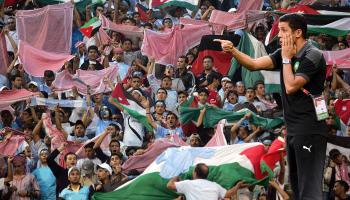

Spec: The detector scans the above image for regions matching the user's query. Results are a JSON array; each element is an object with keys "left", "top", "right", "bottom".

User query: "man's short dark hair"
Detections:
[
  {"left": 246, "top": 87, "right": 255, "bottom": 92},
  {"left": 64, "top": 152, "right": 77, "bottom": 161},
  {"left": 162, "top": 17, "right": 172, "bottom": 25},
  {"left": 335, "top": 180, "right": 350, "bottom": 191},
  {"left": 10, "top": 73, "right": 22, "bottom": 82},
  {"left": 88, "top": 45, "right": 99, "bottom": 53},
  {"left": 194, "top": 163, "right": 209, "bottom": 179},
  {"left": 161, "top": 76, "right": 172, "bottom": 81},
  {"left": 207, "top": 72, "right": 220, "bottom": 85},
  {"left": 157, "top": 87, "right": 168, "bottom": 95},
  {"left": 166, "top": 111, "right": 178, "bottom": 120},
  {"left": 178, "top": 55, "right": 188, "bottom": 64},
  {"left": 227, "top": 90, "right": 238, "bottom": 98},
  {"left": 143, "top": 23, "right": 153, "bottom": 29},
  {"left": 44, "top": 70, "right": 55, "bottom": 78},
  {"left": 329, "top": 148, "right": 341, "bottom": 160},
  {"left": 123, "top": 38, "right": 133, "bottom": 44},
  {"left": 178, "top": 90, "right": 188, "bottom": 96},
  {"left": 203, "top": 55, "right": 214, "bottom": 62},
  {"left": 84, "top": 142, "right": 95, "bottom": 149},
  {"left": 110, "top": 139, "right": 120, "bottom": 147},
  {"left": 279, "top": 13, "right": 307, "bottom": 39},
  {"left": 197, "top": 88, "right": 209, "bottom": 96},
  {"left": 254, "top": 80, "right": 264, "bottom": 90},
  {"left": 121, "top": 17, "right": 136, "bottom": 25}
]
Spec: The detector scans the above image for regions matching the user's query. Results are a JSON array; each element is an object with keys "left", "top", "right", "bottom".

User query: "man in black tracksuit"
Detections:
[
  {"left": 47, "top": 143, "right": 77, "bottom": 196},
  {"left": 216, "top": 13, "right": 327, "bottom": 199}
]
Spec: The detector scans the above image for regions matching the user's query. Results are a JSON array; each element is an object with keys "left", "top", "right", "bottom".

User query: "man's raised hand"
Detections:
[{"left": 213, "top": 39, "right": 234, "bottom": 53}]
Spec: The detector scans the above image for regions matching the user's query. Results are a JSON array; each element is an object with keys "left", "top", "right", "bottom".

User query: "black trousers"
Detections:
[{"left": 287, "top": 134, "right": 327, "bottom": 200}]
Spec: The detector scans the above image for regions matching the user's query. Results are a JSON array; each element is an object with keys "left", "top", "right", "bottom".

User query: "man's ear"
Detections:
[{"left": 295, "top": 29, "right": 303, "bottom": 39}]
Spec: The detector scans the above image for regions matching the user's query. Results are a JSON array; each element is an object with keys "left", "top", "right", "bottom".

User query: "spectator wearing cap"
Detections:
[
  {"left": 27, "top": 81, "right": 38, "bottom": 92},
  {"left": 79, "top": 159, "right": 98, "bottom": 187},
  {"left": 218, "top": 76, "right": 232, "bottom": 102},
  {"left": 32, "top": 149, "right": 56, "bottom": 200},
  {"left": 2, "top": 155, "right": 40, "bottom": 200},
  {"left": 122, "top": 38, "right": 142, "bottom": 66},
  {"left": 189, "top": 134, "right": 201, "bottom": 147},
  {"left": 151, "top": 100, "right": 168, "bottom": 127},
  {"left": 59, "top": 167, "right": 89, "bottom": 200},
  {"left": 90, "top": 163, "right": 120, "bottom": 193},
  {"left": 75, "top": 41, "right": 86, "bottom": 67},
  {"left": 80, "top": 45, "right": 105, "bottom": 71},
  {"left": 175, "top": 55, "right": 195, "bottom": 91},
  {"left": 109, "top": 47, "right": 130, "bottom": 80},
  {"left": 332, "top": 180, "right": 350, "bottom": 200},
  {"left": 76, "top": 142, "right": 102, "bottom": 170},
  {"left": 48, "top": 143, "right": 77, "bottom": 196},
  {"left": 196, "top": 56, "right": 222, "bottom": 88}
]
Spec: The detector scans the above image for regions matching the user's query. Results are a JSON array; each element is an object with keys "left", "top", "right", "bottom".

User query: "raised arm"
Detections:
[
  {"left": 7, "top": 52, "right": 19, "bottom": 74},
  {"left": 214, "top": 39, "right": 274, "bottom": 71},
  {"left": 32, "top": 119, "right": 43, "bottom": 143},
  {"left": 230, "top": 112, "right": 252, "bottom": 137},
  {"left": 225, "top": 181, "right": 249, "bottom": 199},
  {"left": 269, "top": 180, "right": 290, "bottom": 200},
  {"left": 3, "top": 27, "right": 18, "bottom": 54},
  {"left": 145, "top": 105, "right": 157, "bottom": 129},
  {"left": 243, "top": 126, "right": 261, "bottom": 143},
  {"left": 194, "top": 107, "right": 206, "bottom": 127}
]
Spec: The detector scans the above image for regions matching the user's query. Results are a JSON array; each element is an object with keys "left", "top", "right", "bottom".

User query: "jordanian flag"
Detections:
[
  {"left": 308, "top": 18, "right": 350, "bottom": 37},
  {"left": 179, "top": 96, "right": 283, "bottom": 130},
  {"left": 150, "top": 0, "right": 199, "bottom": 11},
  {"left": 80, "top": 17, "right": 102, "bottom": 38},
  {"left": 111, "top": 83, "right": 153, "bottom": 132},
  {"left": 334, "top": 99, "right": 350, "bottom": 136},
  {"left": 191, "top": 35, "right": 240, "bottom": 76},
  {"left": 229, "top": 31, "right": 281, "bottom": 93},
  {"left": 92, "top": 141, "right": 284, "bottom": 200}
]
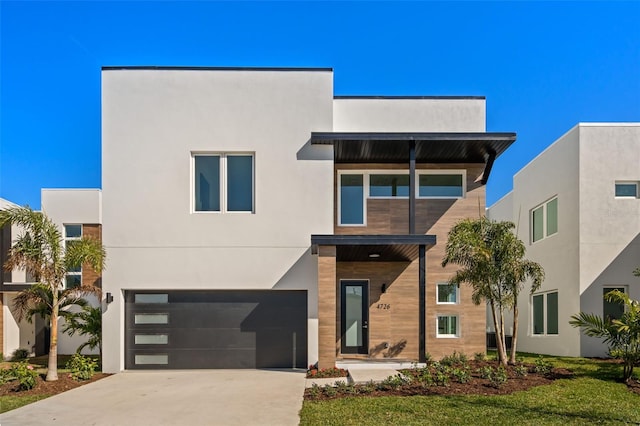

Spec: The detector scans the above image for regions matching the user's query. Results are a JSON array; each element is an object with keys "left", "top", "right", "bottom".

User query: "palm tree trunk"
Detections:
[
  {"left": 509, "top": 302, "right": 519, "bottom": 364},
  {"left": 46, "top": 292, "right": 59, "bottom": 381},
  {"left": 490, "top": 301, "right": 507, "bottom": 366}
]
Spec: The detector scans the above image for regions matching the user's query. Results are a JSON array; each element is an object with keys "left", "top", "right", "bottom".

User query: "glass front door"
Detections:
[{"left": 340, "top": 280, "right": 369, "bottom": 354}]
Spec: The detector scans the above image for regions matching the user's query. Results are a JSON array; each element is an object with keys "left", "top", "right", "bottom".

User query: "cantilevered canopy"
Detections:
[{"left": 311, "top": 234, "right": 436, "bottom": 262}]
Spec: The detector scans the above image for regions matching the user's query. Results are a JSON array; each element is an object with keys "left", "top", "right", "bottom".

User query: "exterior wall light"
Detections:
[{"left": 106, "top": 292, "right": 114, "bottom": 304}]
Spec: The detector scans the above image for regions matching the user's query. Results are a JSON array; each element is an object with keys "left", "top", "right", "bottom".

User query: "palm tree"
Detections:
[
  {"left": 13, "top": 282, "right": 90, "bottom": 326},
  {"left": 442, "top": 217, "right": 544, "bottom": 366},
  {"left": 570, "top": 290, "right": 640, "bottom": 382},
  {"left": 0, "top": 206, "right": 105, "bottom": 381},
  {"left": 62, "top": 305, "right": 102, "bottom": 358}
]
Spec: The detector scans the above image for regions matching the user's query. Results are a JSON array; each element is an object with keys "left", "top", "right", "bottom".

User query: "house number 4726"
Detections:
==
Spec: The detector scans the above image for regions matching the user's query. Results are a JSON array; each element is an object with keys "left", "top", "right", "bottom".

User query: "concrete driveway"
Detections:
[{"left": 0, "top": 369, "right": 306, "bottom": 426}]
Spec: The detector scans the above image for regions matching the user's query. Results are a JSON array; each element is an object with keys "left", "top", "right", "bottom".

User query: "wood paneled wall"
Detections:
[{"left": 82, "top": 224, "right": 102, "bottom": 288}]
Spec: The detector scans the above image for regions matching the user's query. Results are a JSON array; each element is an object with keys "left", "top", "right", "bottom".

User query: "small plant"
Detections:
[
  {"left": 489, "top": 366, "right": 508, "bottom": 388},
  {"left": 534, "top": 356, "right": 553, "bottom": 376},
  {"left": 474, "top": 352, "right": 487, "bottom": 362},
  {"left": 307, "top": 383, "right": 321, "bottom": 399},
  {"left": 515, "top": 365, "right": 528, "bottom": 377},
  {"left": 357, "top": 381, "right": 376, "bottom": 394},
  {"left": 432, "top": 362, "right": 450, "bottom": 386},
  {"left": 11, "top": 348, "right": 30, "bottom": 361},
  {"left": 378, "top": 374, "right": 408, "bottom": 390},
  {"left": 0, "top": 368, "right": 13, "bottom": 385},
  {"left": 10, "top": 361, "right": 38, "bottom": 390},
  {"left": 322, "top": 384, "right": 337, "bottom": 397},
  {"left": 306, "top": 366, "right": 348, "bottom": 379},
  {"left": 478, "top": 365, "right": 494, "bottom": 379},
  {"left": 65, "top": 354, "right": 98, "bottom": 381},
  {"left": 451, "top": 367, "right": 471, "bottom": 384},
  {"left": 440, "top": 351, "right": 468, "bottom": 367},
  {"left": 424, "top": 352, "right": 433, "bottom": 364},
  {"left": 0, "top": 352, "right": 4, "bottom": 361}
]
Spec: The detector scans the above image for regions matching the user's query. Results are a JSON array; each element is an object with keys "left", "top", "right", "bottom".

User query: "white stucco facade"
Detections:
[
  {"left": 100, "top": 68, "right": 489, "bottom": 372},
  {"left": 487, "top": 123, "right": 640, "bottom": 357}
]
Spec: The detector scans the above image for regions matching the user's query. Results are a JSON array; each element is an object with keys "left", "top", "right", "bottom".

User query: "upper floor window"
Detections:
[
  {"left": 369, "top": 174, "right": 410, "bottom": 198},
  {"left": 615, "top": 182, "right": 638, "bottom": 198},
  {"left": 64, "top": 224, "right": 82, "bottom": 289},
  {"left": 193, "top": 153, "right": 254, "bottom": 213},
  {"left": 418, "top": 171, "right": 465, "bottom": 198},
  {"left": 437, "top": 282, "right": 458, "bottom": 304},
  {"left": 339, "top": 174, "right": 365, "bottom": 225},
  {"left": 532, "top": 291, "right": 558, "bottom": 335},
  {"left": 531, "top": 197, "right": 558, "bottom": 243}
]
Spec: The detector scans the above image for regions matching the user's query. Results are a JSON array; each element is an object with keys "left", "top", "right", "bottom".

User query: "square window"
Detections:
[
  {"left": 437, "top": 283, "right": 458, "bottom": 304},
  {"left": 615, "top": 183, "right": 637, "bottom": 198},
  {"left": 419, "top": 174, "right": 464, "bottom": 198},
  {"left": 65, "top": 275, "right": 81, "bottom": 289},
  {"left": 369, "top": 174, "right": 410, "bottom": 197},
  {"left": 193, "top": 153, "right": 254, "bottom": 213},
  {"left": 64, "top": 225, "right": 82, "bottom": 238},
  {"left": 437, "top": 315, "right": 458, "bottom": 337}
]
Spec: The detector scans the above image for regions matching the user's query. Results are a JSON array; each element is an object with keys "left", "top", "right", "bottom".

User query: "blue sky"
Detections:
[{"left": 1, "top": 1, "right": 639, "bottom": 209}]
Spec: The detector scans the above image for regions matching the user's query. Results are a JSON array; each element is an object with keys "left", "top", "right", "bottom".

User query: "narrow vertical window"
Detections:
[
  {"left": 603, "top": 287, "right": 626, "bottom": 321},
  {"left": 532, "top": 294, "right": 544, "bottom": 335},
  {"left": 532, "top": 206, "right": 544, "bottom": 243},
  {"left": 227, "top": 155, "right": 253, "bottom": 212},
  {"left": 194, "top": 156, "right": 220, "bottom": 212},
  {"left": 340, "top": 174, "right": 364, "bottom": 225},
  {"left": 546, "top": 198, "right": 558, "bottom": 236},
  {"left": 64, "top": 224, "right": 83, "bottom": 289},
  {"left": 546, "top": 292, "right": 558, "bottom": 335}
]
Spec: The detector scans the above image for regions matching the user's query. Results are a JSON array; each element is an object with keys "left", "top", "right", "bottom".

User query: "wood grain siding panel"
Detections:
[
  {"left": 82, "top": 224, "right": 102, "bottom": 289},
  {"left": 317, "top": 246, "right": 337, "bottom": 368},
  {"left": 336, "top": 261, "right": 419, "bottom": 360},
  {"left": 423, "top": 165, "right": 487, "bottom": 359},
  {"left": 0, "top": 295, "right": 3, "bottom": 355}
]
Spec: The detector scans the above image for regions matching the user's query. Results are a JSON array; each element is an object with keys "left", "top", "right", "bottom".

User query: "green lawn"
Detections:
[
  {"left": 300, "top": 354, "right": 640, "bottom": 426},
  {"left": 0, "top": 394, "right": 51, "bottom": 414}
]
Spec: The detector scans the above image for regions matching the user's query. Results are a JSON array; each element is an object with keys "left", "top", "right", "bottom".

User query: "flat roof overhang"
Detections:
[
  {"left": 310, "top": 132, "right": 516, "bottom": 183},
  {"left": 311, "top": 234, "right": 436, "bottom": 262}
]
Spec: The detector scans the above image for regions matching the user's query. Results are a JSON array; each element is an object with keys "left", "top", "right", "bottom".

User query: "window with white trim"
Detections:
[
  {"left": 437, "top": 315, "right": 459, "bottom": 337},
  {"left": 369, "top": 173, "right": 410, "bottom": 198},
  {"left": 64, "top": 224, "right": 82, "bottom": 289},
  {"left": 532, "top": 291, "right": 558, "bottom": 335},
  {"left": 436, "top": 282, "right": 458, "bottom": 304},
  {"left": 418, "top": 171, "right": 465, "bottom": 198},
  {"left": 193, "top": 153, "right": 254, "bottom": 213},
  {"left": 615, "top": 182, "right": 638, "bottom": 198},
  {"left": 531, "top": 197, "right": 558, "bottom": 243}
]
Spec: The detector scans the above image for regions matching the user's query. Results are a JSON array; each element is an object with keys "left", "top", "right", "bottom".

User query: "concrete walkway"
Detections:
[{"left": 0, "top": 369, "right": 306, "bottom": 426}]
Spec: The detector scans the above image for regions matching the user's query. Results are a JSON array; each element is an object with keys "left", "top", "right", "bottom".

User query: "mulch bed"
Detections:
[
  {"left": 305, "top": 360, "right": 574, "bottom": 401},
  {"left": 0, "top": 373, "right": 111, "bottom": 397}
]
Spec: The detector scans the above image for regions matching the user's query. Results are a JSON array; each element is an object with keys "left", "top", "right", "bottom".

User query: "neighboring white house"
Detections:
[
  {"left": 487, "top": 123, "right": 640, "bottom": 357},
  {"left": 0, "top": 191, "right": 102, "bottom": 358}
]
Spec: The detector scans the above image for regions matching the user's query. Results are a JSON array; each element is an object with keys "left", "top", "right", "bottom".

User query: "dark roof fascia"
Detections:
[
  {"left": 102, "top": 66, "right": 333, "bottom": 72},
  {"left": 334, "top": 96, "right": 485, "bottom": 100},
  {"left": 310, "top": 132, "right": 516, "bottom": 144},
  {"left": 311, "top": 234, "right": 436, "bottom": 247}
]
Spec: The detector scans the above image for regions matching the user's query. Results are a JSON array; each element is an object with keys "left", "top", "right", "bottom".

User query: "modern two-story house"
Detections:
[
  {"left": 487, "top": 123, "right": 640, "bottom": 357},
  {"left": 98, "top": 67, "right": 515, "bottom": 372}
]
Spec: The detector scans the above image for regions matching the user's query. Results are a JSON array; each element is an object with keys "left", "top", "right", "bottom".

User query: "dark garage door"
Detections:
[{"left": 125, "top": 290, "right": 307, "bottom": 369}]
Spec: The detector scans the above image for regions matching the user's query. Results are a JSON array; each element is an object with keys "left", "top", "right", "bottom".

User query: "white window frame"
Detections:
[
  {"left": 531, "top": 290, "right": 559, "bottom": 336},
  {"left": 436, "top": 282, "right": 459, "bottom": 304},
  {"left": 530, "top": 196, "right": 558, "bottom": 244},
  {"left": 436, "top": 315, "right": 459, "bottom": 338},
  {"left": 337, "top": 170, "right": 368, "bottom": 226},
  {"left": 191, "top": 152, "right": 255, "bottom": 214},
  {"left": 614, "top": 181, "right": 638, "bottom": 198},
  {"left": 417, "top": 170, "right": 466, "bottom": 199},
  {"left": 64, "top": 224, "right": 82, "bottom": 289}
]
* * *
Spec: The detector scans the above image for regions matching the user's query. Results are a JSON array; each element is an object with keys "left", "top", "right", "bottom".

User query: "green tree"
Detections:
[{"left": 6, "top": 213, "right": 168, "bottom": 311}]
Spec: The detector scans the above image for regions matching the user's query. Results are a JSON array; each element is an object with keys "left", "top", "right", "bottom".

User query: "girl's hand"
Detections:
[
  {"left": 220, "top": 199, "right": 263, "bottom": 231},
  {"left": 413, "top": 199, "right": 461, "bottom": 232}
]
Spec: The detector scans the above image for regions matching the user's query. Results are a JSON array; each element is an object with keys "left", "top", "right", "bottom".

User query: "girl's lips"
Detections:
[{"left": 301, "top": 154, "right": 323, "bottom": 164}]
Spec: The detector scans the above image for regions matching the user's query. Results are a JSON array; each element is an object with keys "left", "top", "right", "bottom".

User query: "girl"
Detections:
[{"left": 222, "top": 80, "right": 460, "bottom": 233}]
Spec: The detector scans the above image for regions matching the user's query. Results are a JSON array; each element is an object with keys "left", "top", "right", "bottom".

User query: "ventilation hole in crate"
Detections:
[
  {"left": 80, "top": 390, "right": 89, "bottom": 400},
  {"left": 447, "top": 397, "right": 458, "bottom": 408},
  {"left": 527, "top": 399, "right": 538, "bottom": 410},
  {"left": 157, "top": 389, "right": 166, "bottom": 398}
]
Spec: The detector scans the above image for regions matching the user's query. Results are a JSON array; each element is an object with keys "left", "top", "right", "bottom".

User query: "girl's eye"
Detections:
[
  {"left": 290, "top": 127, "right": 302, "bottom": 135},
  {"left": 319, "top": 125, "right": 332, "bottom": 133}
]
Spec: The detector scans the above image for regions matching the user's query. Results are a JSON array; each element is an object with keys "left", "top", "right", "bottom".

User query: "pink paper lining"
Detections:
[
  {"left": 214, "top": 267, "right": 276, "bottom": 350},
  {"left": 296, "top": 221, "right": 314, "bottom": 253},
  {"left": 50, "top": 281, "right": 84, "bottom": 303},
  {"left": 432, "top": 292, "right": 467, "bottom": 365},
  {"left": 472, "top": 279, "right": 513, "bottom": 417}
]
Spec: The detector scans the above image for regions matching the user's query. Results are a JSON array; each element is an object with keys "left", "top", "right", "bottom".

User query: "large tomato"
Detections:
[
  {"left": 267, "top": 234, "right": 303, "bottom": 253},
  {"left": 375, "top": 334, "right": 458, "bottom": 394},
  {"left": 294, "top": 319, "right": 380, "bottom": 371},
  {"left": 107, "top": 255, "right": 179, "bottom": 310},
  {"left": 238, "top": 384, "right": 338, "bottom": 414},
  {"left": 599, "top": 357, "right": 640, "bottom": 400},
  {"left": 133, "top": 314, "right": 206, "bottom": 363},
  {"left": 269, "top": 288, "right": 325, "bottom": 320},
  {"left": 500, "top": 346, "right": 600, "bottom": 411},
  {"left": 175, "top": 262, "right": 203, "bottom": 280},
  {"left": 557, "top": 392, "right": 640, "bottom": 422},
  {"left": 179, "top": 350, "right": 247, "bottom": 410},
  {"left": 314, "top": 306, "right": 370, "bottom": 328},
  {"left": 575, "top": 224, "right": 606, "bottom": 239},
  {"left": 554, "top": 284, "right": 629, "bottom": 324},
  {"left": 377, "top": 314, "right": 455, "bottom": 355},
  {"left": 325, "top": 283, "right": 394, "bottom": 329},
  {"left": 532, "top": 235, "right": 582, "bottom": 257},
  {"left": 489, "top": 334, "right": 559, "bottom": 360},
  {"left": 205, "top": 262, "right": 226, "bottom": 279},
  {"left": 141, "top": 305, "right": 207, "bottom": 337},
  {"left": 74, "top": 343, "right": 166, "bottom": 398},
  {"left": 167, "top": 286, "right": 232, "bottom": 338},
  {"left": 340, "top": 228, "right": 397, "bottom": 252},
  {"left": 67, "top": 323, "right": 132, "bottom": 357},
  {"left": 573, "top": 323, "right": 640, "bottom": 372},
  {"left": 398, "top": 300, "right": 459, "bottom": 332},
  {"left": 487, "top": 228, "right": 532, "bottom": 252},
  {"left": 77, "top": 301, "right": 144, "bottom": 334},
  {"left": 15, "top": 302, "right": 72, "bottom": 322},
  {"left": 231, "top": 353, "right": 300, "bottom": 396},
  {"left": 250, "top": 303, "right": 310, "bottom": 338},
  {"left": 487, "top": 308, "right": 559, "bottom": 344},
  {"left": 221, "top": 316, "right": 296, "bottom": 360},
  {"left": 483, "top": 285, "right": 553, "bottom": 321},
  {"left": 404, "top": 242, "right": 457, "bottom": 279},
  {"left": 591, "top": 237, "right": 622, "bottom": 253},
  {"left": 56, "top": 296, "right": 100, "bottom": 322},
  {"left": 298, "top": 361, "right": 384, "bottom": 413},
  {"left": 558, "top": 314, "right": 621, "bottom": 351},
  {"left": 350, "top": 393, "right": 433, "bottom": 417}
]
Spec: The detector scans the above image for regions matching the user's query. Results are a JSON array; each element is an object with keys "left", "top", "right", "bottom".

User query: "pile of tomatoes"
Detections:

■ WORK REQUIRED ■
Out of the entries, pull every line that mentions "window".

■ EXERCISE ANSWER ■
User query: "upper floor window"
User query: "square window"
User query: "narrow vertical window"
User query: "window with white trim"
User query: "white window frame"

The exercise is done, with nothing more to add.